**Problem:**
Reproduce exactly, and nothing but, the lines between the one with "Target: rocky terrain" and the end of the entries, both ends included.

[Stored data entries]
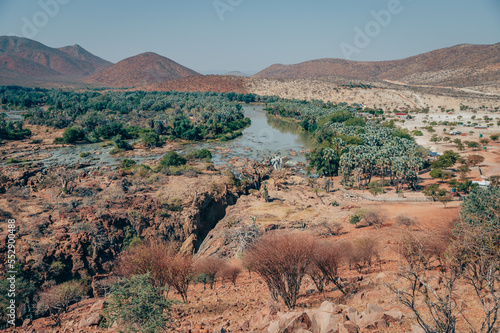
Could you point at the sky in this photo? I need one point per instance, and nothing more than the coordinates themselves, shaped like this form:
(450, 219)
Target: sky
(250, 35)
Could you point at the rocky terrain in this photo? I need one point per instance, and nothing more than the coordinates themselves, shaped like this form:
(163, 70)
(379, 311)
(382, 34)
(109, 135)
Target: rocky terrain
(462, 65)
(141, 70)
(27, 60)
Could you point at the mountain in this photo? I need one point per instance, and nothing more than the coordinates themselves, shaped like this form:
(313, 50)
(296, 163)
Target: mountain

**Result:**
Target: rocky terrain
(462, 65)
(141, 70)
(27, 60)
Could you point at the mountain in this photo? I need one point per instance, and nothing more than the coordinates themselves, shaped like this form:
(313, 50)
(296, 163)
Target: mountain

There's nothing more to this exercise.